- _WRITTEN REQUEST_
Read the data and repeat all of it exactly.
-------- DATASET RECORDS --------
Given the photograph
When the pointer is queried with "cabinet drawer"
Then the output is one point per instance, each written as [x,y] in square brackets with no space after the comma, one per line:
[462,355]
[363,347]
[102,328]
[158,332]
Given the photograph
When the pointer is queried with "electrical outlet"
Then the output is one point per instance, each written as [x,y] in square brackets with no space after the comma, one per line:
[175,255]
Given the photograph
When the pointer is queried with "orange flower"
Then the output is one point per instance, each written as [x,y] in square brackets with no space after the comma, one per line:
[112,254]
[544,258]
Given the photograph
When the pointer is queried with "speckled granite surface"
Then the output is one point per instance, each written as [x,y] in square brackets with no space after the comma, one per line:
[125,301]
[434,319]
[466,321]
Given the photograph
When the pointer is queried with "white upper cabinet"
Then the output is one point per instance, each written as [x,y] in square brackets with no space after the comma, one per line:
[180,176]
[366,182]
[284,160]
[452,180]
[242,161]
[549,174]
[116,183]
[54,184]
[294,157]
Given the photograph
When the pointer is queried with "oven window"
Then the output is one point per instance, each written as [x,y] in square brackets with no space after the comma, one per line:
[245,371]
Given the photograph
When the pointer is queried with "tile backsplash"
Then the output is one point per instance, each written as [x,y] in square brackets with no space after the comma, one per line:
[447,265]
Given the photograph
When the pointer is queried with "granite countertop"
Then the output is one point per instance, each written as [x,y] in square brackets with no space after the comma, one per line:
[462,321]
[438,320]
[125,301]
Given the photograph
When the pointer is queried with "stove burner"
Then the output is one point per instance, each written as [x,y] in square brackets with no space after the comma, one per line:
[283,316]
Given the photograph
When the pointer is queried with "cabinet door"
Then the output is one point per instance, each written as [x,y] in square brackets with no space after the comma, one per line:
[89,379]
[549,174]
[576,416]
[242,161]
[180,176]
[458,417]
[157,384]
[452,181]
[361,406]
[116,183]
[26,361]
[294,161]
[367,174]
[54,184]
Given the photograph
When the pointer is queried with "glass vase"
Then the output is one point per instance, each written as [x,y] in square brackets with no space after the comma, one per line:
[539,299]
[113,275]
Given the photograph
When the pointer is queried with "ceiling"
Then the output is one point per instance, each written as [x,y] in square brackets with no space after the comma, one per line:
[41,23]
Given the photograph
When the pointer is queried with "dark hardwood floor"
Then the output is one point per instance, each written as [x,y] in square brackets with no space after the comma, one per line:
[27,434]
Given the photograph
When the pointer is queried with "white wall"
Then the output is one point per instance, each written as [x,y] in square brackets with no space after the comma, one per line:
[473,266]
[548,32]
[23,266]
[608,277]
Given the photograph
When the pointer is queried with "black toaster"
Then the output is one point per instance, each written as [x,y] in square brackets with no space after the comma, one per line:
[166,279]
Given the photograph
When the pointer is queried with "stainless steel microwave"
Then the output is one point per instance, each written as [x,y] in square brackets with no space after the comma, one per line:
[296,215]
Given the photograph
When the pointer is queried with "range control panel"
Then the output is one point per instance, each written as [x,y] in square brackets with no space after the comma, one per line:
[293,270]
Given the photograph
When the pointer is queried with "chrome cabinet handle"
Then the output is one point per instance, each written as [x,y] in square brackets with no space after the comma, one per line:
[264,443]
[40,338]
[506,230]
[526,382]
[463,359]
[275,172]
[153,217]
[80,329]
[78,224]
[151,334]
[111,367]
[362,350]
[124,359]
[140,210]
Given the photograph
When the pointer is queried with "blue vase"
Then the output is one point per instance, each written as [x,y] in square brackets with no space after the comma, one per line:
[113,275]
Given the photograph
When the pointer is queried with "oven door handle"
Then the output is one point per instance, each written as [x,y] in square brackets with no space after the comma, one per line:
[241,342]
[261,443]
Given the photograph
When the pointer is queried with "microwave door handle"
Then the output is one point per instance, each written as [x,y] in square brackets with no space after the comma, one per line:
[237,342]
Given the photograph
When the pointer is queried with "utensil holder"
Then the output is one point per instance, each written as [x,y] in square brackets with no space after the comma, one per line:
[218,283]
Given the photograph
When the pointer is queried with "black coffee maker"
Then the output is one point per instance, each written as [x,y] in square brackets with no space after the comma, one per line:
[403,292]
--------
- _SOLUTION_
Given the photograph
When the pointer is queried with "cabinet drawer"
Then the output is one point per instance, each written as [x,y] in square brackets with no space after the comma, one per line:
[462,355]
[363,347]
[102,328]
[158,332]
Given the photograph
When the pointer is queried with "electrical outlet"
Then the output is one point per instance, each written as [x,y] in square brackets with no space after the comma, one per line:
[175,255]
Given the photograph
When the pointer is queried with "orange flower"
Then the output is one point per instance, each written as [x,y] in square brackets with no space after the comma, one per line:
[112,254]
[544,258]
Given the photograph
When the pointer is queried with "speckled granite surface"
Then the output is one point per instance, each written as [x,y] in square brackets with no space after the comma, one per line:
[125,301]
[434,319]
[466,321]
Given the photograph
When the pointer is queried with "white upper cabinet"
Then the output is one point per instance, each written as [x,y] in square brackets with no space after the comma, one per line:
[180,176]
[366,182]
[284,160]
[452,180]
[242,161]
[549,174]
[116,183]
[54,184]
[294,157]
Given the photograph
When the pointer is queried with "oven window"
Then the output is one point per instance, each written as [x,y] in square brackets with no space after the comma, one per line:
[245,371]
Given the photograph
When the pointer is queried with "tile backsplash"
Then the output is one point per instance, each written as [x,y] in square brackets with no space after the comma, one per line:
[447,265]
Given the photograph
When the pointer is queried with "granite countertop"
Then the output is one point per instance, each written as [x,y] in square brackets with no space after the comma, one per line:
[462,321]
[438,320]
[125,301]
Given the photograph
When the pointer is queried with "stove burner"
Then the output is one point per instance, each written as [x,y] in square brackets with no space after the comma, one per line:
[283,316]
Given the photograph
When the pointer is queried with "cabinet door"
Then the output is one point per instance, each written as [x,y] in square brackets with no space after the comma, one per line:
[89,379]
[549,174]
[576,416]
[242,161]
[180,176]
[458,417]
[157,384]
[452,181]
[361,406]
[116,183]
[26,361]
[294,161]
[367,174]
[54,184]
Given the photograph
When the pointer is queried with "glass vase"
Then the output is one point per instance, each written as [x,y] in square brackets with no space after the comma, one per line:
[539,299]
[113,275]
Given the photograph
When the pointer is queried with "ceiling"
Then the output is one point per instance, each written as [x,y] in square brackets with no space after the comma, one per line:
[41,23]
Given the photograph
When the pointer is queried with "dark hardwood floor"
Then the output is one point per instance, each written as [x,y] in square brackets with no space after the comma, one per line:
[27,434]
Given the photograph
When the pointer is queried with "white wall"
Then the output is one point per instance, each written as [x,y] in square brackets with no space after the comma, one per line:
[473,266]
[548,32]
[23,266]
[608,277]
Given the photograph
When the pointer is queried with "black toaster"
Then the output is one point per instance, each written as [x,y] in square brackets with no space after the comma, one per line:
[166,279]
Given the photograph
When the pointer is queried with "stainless steel microwave"
Then the output is one point per instance, each written as [x,y] in square brackets with no space after the comma, one per line:
[296,215]
Given the photograph
When the pointer is queried with "range control panel"
Then the output is one point per instance, each written as [x,y] in square brackets with no space after the comma, one per line:
[293,270]
Given the photograph
When the pointer is queried with "chrome cabinet handle"
Then the output is one point per instance, each written as [x,y] in square brackets with no space after the comma, one per line:
[264,443]
[40,338]
[506,230]
[526,382]
[463,359]
[275,172]
[153,217]
[80,329]
[78,224]
[151,334]
[111,367]
[362,350]
[124,359]
[140,210]
Given the photograph
When the pointer is queried with "blue vase"
Then the output is one point per instance, each written as [x,y] in square brackets with no space after the comma, one per line:
[113,275]
Given the photograph
When the pointer is queried with "oven door handle"
Then the output is one point per instance, each written as [x,y] in square brackets with no space after the comma, one per line:
[241,342]
[261,443]
Given the photograph
When the pointer is queried with "microwave door handle"
Then the output is one point per instance, each written as [x,y] in square brackets with no space after the comma, one per line:
[237,342]
Given the photograph
When the pointer is queried with "utensil holder"
Then the output is one point per instance, each written as [x,y] in square brackets with no space after the comma, one per line:
[218,283]
Given the photograph
When the pointer is queried with "black coffee maker"
Then the output is one point per instance, each written as [x,y] in square brackets with no space after the comma, one per line:
[403,292]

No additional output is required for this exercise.